:: Problem statement ::
Transcribe the data underneath exactly. No images belong in your version.

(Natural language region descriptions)
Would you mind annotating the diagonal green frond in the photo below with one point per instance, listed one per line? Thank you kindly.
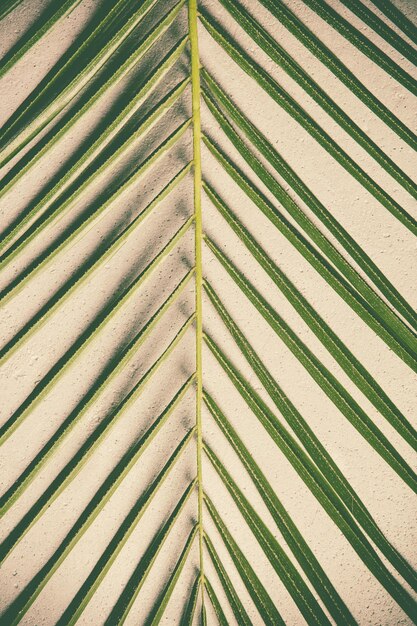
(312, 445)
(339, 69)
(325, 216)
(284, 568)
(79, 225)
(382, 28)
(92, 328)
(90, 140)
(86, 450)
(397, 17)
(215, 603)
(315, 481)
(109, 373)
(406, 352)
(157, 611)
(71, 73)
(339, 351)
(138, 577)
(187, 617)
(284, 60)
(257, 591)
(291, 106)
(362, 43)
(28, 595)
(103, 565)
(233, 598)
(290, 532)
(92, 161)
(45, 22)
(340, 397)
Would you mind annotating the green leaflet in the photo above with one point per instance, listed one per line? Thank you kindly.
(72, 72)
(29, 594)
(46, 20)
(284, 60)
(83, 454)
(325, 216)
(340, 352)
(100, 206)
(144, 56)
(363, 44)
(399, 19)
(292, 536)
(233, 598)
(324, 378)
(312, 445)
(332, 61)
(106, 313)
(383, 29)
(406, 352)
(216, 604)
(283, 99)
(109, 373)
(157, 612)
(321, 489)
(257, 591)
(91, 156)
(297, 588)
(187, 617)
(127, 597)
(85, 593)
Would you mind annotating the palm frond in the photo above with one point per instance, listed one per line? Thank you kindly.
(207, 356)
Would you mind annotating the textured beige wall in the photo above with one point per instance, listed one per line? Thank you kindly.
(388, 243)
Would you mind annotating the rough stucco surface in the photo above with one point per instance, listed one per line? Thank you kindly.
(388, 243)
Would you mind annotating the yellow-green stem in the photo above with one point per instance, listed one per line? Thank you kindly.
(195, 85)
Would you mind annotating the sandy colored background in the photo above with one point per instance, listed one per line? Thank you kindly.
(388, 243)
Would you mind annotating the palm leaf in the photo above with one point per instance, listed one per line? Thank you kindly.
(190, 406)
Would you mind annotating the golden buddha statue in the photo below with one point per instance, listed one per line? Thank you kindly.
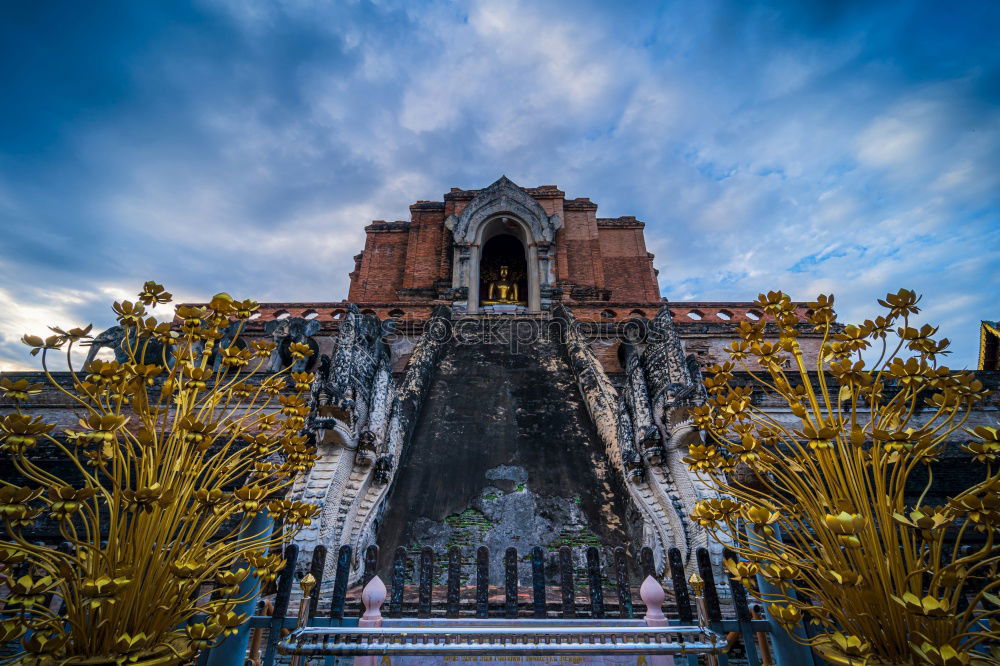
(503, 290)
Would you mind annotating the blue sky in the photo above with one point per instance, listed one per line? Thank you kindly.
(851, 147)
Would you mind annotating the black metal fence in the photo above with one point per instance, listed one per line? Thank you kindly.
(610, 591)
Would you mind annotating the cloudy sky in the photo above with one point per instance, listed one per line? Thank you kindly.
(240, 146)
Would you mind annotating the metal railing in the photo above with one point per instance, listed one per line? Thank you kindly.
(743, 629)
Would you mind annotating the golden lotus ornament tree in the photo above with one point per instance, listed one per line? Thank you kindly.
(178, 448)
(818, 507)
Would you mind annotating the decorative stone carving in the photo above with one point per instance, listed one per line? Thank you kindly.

:: Solution to the problem ::
Would you mind annotating the diagonal green frond in the photo below with one point per instance, listed one per line? Thank you kindly.
(312, 445)
(339, 69)
(325, 216)
(284, 568)
(79, 225)
(382, 28)
(92, 328)
(90, 140)
(86, 450)
(397, 17)
(215, 603)
(315, 481)
(109, 373)
(406, 352)
(157, 611)
(71, 73)
(339, 351)
(138, 577)
(187, 617)
(284, 60)
(257, 591)
(291, 106)
(362, 43)
(28, 595)
(103, 565)
(233, 598)
(290, 532)
(92, 161)
(45, 22)
(340, 397)
Would you mind annotating the green leaflet in the photo above with one point per instance, listed one per line? Thank you kindly.
(72, 72)
(29, 594)
(46, 20)
(284, 60)
(83, 454)
(325, 216)
(340, 352)
(100, 206)
(144, 56)
(363, 44)
(399, 19)
(292, 536)
(233, 598)
(324, 378)
(312, 445)
(332, 61)
(106, 313)
(383, 29)
(406, 352)
(216, 604)
(283, 99)
(109, 373)
(157, 612)
(321, 489)
(257, 591)
(91, 156)
(297, 588)
(187, 617)
(127, 597)
(85, 593)
Would you mind annotating the palm frond in the photo above with one point per instance, listed one per line? Thank you kindly.
(207, 356)
Would you mind annotating the textured beige wall in the photo above with one point per instance, listed one per line? Thank you kindly.
(388, 243)
Would you mind annotating the rough stucco surface in the photo above with one point per instance, listed one per line? Thank you kindly.
(388, 243)
Would you mind annotating the yellow-green stem in the photo above with one point per instance, listed one per line? Thank you kindly.
(195, 85)
Would you mind annotating the sandy colored background in the photo above with one point per instance, listed one per line? Thank you kindly.
(388, 243)
Would you mind annotating the palm leaf in the photo above with one point per instance, listed one per line? Thank you kindly.
(190, 406)
Would you mind annotating the golden buddha statue in the photo below with one point per instance, listed one per line? Thank you kindly.
(503, 290)
Would you mind annotating the blue sky in the photo above with one point per instance, listed one per line? Thank you kindly.
(851, 147)
Would you mind annotating the black metal fence in the photo above with one point per instance, listed one per line? Thank you kindly.
(610, 591)
Would you mind annotating the cloudy sky in the photo above with one point per instance, listed one per line? Thank you kindly.
(240, 146)
Would you mind annotating the metal railing in the photo above with one point per instance, listed one per line? Thank you kindly.
(743, 629)
Would you mind annotating the golden lotus ornament tree in the photo above with one point per instance, listed one per line? Thank you kindly.
(178, 448)
(818, 507)
Would you mind annotating the decorative stone carving in the photo above with one point per instance, listed one per line? Thank you kindly.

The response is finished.